Set the pictures aside and transcribe exactly the lines from the one containing "Target: cabinet drawer" through the final line of the records.

→ Point-per-instance localization data:
* * *

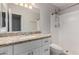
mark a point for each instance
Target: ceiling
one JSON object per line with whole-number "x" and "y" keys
{"x": 62, "y": 5}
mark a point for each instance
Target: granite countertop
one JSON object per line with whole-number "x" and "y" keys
{"x": 4, "y": 41}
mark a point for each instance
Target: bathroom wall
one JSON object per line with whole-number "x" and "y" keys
{"x": 29, "y": 17}
{"x": 69, "y": 30}
{"x": 54, "y": 30}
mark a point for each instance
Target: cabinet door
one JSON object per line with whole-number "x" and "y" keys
{"x": 45, "y": 41}
{"x": 6, "y": 50}
{"x": 22, "y": 48}
{"x": 45, "y": 50}
{"x": 37, "y": 51}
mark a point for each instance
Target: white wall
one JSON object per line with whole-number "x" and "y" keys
{"x": 29, "y": 18}
{"x": 54, "y": 31}
{"x": 69, "y": 32}
{"x": 44, "y": 18}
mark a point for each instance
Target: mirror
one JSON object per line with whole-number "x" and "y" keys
{"x": 20, "y": 17}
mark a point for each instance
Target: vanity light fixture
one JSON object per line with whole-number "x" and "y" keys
{"x": 21, "y": 4}
{"x": 26, "y": 5}
{"x": 30, "y": 6}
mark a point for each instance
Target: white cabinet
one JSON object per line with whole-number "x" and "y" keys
{"x": 7, "y": 50}
{"x": 36, "y": 47}
{"x": 22, "y": 48}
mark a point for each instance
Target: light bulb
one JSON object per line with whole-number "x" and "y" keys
{"x": 33, "y": 3}
{"x": 16, "y": 3}
{"x": 21, "y": 4}
{"x": 26, "y": 5}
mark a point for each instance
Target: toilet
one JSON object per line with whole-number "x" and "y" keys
{"x": 56, "y": 50}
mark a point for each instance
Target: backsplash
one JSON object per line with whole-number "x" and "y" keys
{"x": 17, "y": 33}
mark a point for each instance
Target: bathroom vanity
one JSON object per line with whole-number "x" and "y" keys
{"x": 36, "y": 44}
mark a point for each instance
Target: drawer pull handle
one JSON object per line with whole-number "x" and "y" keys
{"x": 46, "y": 41}
{"x": 2, "y": 53}
{"x": 31, "y": 53}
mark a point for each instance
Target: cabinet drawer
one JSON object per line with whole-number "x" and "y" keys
{"x": 36, "y": 44}
{"x": 26, "y": 53}
{"x": 6, "y": 50}
{"x": 45, "y": 50}
{"x": 46, "y": 41}
{"x": 22, "y": 47}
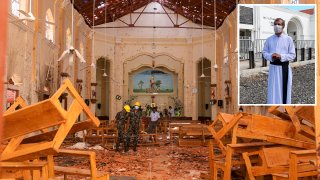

* * *

→ Response:
Target: cabinet drawer
one JSON object per line with whole-number "x" and "y" keys
{"x": 36, "y": 44}
{"x": 26, "y": 53}
{"x": 6, "y": 50}
{"x": 45, "y": 50}
{"x": 46, "y": 41}
{"x": 22, "y": 47}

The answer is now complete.